=== Data shown ===

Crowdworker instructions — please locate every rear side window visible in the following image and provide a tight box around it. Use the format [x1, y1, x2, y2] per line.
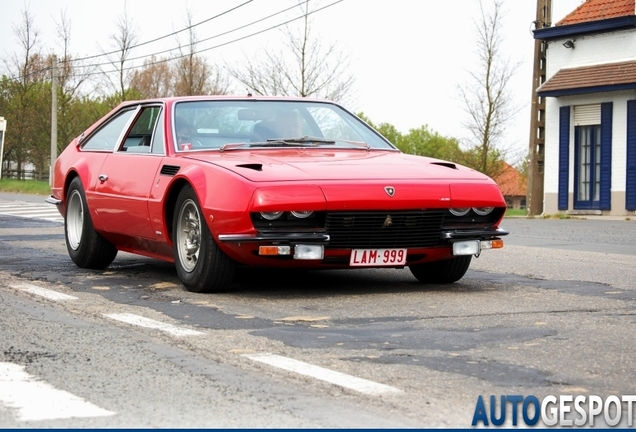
[150, 109, 165, 154]
[82, 109, 135, 151]
[118, 106, 162, 154]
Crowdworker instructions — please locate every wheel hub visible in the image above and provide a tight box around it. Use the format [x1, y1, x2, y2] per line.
[177, 201, 202, 272]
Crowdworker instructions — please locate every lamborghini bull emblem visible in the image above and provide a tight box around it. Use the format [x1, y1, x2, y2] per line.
[382, 215, 393, 228]
[384, 186, 395, 197]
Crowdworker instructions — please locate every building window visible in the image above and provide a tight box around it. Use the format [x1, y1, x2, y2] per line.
[574, 125, 601, 208]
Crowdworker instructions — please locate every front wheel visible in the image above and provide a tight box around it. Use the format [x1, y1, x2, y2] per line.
[65, 177, 118, 269]
[172, 186, 236, 293]
[409, 255, 472, 284]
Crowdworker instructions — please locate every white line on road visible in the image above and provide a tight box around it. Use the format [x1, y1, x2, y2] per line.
[105, 313, 204, 337]
[11, 284, 78, 301]
[242, 353, 402, 395]
[0, 208, 59, 214]
[0, 362, 115, 421]
[0, 201, 63, 223]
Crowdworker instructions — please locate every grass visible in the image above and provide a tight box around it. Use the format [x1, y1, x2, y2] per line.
[504, 208, 527, 217]
[0, 179, 51, 195]
[542, 213, 572, 219]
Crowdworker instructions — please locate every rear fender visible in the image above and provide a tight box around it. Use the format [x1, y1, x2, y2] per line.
[60, 157, 107, 232]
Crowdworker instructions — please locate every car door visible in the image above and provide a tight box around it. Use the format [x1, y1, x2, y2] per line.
[92, 104, 164, 239]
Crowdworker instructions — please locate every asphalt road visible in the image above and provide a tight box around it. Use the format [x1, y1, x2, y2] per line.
[0, 203, 635, 428]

===

§ The problem
Retype the records verbatim, but not their images.

§ Reply to the task
Crowdworker instructions — please locate every rear side window visible in the following image and provide a tight box around it. Use the format [x1, y1, x2, y2] per line.
[150, 109, 165, 154]
[82, 109, 135, 151]
[118, 106, 162, 154]
Crowdworker instructions — please locate every wheel hub visible in the image above and provide a tight box around it. Use the format [x1, y1, x2, y2] per line.
[177, 201, 202, 272]
Crowdworker instructions — please locate every lamborghini bull emblem visible in the image above and provide a tight box around it. Use the format [x1, y1, x2, y2] per line.
[382, 215, 393, 228]
[384, 186, 395, 197]
Crowdworker instructions — please locate every building window visible in the image above and provide a tight box around it. Use the format [x1, y1, x2, y2] per line.
[574, 125, 601, 208]
Crowdworker instructions — please locate every front wheel visible in the image above and provide a tight box around it. Use the format [x1, y1, x2, y2] per line.
[65, 177, 118, 269]
[172, 186, 236, 293]
[409, 255, 472, 284]
Crowdworker instructions — please locate every white line on road visible in the image above and provide a tight box around it. Use the format [x1, y1, x2, y2] per line.
[105, 313, 204, 337]
[11, 284, 78, 301]
[242, 353, 402, 395]
[0, 208, 59, 214]
[0, 362, 115, 421]
[0, 201, 63, 223]
Crowdworker instructions — please locate every grass visible in the image above and provide a tight box around it. Use the format [x1, y1, x2, y2] per line.
[504, 208, 527, 217]
[0, 179, 51, 195]
[542, 213, 572, 219]
Crowdworker instructions — please locate every rear fender visible in the image above and provide a tight box around it. Use the format [x1, y1, x2, y2] per line.
[60, 157, 107, 232]
Crowdworker instructions — please locate every car door visible in the image above and provide a tight box around it. Use the format [x1, y1, x2, y2] per line.
[92, 104, 164, 239]
Crowdworker instructions — please locate every asphalt road visible in the image above and provide a tight box around it. Use the format [x1, y1, x2, y2] per line.
[0, 203, 635, 428]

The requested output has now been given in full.